(Beginning of Data for the task)

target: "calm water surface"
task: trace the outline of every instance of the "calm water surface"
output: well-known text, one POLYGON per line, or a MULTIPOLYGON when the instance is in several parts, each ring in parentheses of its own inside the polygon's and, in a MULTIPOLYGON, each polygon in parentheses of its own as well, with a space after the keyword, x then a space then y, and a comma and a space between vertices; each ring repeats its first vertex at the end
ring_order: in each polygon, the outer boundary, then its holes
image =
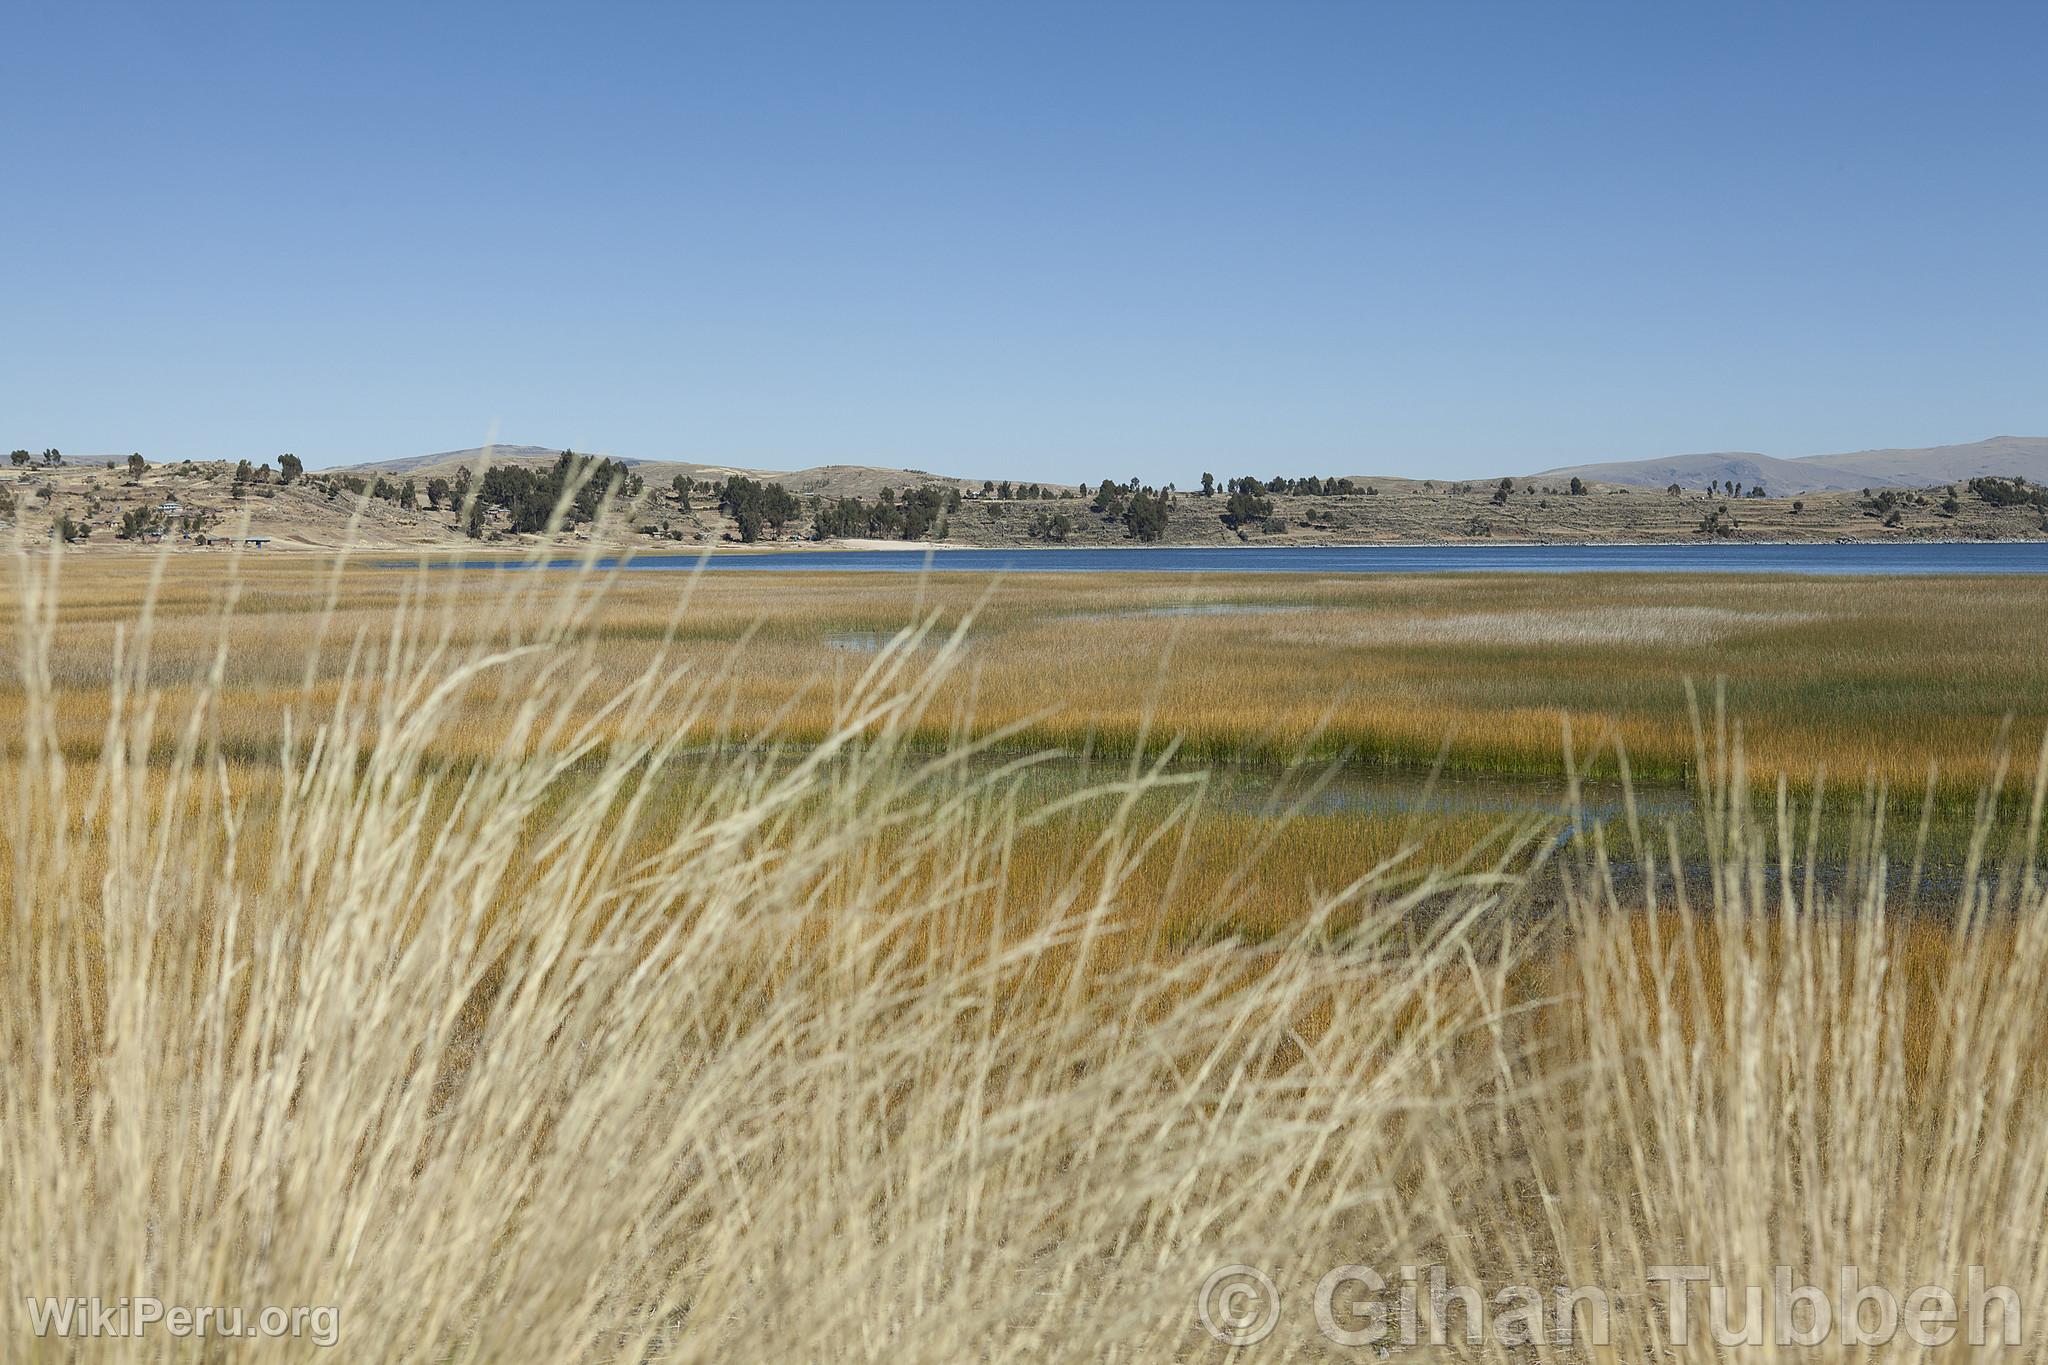
MULTIPOLYGON (((552 561, 566 567, 574 560, 552 561)), ((609 561, 607 561, 609 563, 609 561)), ((2048 573, 2048 541, 1893 545, 1361 545, 1045 550, 797 550, 642 555, 648 572, 918 573, 2048 573)), ((501 567, 466 560, 464 567, 501 567)), ((505 566, 515 567, 515 566, 505 566)))

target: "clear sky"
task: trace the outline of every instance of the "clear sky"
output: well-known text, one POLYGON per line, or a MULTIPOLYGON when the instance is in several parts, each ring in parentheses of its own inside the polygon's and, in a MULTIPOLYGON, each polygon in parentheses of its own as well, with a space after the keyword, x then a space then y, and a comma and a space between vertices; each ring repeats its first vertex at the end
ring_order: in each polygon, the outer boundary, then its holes
POLYGON ((0 444, 1476 476, 2048 434, 2048 6, 18 5, 0 444))

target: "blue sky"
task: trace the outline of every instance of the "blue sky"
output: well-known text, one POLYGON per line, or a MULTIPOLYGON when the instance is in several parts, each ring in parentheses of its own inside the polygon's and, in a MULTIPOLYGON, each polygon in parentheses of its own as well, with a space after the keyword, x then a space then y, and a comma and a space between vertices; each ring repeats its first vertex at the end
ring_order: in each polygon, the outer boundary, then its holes
POLYGON ((2048 433, 2048 7, 17 6, 0 442, 1065 481, 2048 433))

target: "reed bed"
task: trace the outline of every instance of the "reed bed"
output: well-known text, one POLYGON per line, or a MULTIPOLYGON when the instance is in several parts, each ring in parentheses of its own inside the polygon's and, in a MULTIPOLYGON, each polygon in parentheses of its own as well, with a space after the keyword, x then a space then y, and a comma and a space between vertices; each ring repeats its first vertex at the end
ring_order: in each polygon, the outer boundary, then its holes
MULTIPOLYGON (((357 634, 388 625, 416 573, 359 555, 337 580, 319 558, 248 558, 233 570, 225 621, 225 557, 174 561, 156 601, 152 683, 189 704, 180 689, 204 677, 225 633, 221 742, 267 761, 309 654, 329 703, 357 634)), ((132 558, 67 568, 51 669, 60 740, 74 754, 98 742, 93 698, 110 684, 113 632, 139 605, 139 571, 132 558)), ((497 629, 507 610, 538 609, 512 603, 541 600, 508 584, 518 574, 436 572, 459 579, 468 604, 458 639, 497 629)), ((2000 727, 2048 725, 2048 583, 2024 576, 688 578, 629 573, 591 608, 600 615, 583 628, 597 643, 598 685, 626 685, 667 641, 669 666, 724 670, 722 720, 772 723, 802 742, 829 731, 835 687, 933 610, 951 621, 971 611, 974 629, 923 722, 927 747, 950 742, 965 709, 1020 751, 1120 755, 1170 740, 1210 763, 1349 756, 1536 775, 1559 770, 1568 723, 1582 745, 1625 746, 1638 778, 1677 782, 1692 777, 1685 684, 1708 692, 1725 680, 1759 777, 1874 775, 1917 793, 1931 768, 1944 798, 1967 806, 1990 776, 2000 727), (672 622, 685 595, 691 610, 672 622)), ((0 602, 0 616, 13 614, 0 602)), ((496 689, 485 680, 465 695, 439 736, 444 751, 492 750, 507 704, 496 689)), ((0 694, 0 734, 19 733, 19 707, 18 689, 0 694)))
POLYGON ((1683 836, 1219 807, 1156 670, 1114 761, 1043 783, 1050 684, 1006 700, 994 640, 1121 586, 827 589, 884 634, 778 702, 774 613, 719 633, 739 585, 586 563, 486 611, 467 575, 167 565, 73 633, 70 566, 17 560, 8 1359, 1350 1359, 1309 1310, 1361 1262, 1611 1295, 1607 1345, 1412 1348, 1473 1359, 1725 1359, 1672 1340, 1667 1263, 1978 1265, 2048 1310, 2038 775, 1977 760, 2026 828, 1901 917, 1883 838, 1804 876, 1819 816, 1756 728, 1682 707, 1683 836), (1198 1303, 1240 1264, 1280 1296, 1243 1347, 1198 1303), (25 1307, 120 1294, 331 1306, 339 1343, 25 1307))

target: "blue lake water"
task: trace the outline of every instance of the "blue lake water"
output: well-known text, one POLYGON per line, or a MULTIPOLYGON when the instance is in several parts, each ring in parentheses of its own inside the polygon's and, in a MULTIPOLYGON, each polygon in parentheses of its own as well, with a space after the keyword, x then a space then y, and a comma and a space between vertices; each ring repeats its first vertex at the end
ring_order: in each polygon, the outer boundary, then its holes
MULTIPOLYGON (((574 560, 551 561, 566 567, 574 560)), ((609 561, 607 561, 609 562, 609 561)), ((918 573, 2048 573, 2048 541, 1890 545, 1360 545, 1044 550, 798 550, 636 556, 651 572, 918 573)), ((468 560, 465 567, 503 561, 468 560)))

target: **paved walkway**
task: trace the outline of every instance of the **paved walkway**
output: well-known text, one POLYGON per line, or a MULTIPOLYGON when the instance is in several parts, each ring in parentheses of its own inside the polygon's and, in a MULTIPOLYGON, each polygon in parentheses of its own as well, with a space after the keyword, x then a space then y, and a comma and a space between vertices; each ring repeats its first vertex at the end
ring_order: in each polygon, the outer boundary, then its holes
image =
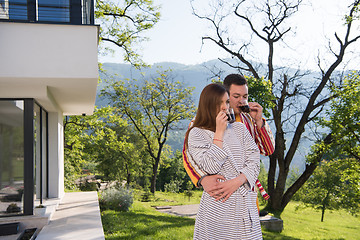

(End of Data for the task)

#### [The task]
Your answer must be an exact copy of the entries above, with no pictures in it.

#### [Output below]
target: "calm water surface"
task: trace the outline of every instance of the "calm water surface"
output: well-known text, one POLYGON per line, or a MULTIPOLYGON when the instance is in several parts, each ring in parentheses of its own inside the polygon's and, in a MULTIPOLYGON, each polygon in parentheses of its own as well, with a space after the keyword, x then a space then y, and a comma and a space between vertices; each ring repeats its first vertex at the end
ring_order: in each polygon, the outer boundary, then its holes
image =
MULTIPOLYGON (((552 561, 566 567, 574 560, 552 561)), ((609 561, 607 561, 609 563, 609 561)), ((2048 573, 2048 541, 1893 545, 1361 545, 1045 550, 797 550, 642 555, 648 572, 918 573, 2048 573)), ((501 567, 466 560, 464 567, 501 567)), ((505 566, 515 567, 515 566, 505 566)))

target: "clear sky"
task: trace the outline of every instance of the "clear sky"
output: well-known text, one POLYGON per line, or a MULTIPOLYGON when the instance is in several parts, each ring in parentheses of its own inside the polygon's and, in a MULTIPOLYGON, each polygon in parentheses of its own as well, with a space after the keyword, x then a space then y, and a comma and a space between vertices; each ring repeats its first vertex at the end
ring_order: in each polygon, the outer boundary, then its holes
POLYGON ((0 444, 1476 476, 2048 434, 2048 6, 18 5, 0 444))

target: "blue sky"
task: trace the outline of every instance of the "blue sky"
output: well-known text, one POLYGON per line, or a MULTIPOLYGON when the instance is in several parts, each ring in parentheses of its own inside the polygon's and, in a MULTIPOLYGON, each polygon in parentheses of its own as well, with a space after the keyword, x then a space then y, and a comma and a space between vertices; each ring repeats its first vertex at the end
ring_order: in each polygon, the outer boundary, then its holes
POLYGON ((2048 433, 2048 7, 17 6, 0 442, 1065 481, 2048 433))

target: "reed bed"
task: trace the outline of every instance of the "reed bed"
output: well-known text, one POLYGON per line, or a MULTIPOLYGON when the instance is in several parts, each ring in parentheses of its own inside the polygon's and, in a MULTIPOLYGON, each polygon in parentheses of its own as well, with a space after the keyword, x then a space then y, and a comma and a space between vertices; each ring repeats its first vertex at the end
ring_order: in each polygon, the outer boundary, then its holes
MULTIPOLYGON (((357 634, 388 625, 416 573, 359 555, 337 580, 319 558, 248 558, 233 570, 225 621, 225 557, 174 561, 156 601, 152 683, 189 704, 180 689, 204 677, 225 633, 221 742, 267 761, 309 654, 329 703, 357 634)), ((132 558, 67 568, 51 669, 60 740, 74 754, 98 742, 93 698, 110 684, 113 632, 139 605, 139 571, 132 558)), ((497 629, 507 610, 538 609, 512 603, 541 600, 508 584, 518 574, 436 572, 459 579, 468 604, 458 639, 497 629)), ((2000 727, 2048 725, 2048 583, 2024 576, 688 578, 629 573, 591 608, 600 615, 583 628, 597 643, 598 685, 626 685, 667 641, 669 666, 724 670, 722 720, 772 723, 802 742, 829 731, 835 687, 933 610, 951 621, 971 611, 974 629, 923 722, 927 747, 950 742, 965 709, 1020 751, 1120 755, 1170 740, 1210 763, 1349 756, 1536 775, 1559 770, 1568 723, 1582 745, 1625 746, 1638 778, 1677 782, 1692 777, 1685 684, 1708 692, 1725 680, 1759 777, 1874 775, 1917 793, 1931 768, 1944 798, 1967 806, 1990 776, 2000 727), (672 622, 685 595, 691 610, 672 622)), ((0 602, 0 616, 13 614, 0 602)), ((496 689, 485 680, 465 695, 439 736, 444 751, 492 750, 507 704, 496 689)), ((0 694, 0 734, 19 733, 19 707, 18 689, 0 694)))
POLYGON ((1683 836, 1219 807, 1156 670, 1114 761, 1043 783, 1050 684, 1006 700, 994 640, 1121 586, 827 589, 884 634, 778 702, 774 613, 719 633, 739 585, 586 563, 486 611, 467 575, 167 565, 73 633, 70 566, 17 560, 8 1359, 1350 1359, 1309 1310, 1361 1262, 1611 1295, 1607 1345, 1412 1348, 1473 1359, 1725 1359, 1672 1340, 1667 1263, 1978 1265, 2048 1310, 2038 775, 1977 760, 2026 828, 1901 917, 1883 838, 1804 876, 1819 816, 1756 728, 1682 707, 1683 836), (1198 1303, 1240 1264, 1280 1296, 1243 1347, 1198 1303), (25 1307, 120 1294, 331 1306, 339 1343, 25 1307))

target: "blue lake water"
task: trace the outline of every instance of the "blue lake water"
output: well-known text, one POLYGON per line, or a MULTIPOLYGON when the instance is in several parts, each ring in parentheses of its own inside the polygon's and, in a MULTIPOLYGON, each polygon in parentheses of its own as well, with a space after the keyword, x then a space then y, and a comma and a space between vertices; each ring repeats its first vertex at the end
ring_order: in each polygon, the outer boundary, then its holes
MULTIPOLYGON (((574 560, 551 561, 566 567, 574 560)), ((609 561, 607 561, 609 562, 609 561)), ((918 573, 2048 573, 2048 541, 1890 545, 1360 545, 1044 550, 798 550, 636 556, 651 572, 918 573)), ((468 560, 465 567, 503 561, 468 560)))

target: **paved walkway**
task: trace the outline of every instance of the **paved walkway**
output: well-known text, one POLYGON per line, or a MULTIPOLYGON when the instance is in several parts, each ring in parentheses of its own inside the polygon's and, in a MULTIPOLYGON, each polygon in parentheses of its own as well, with a space after the keyword, x then a space then y, and a comma and a space between vertices; each ring repeats its first vertex at the end
ring_order: in each polygon, the outer boundary, then its holes
image =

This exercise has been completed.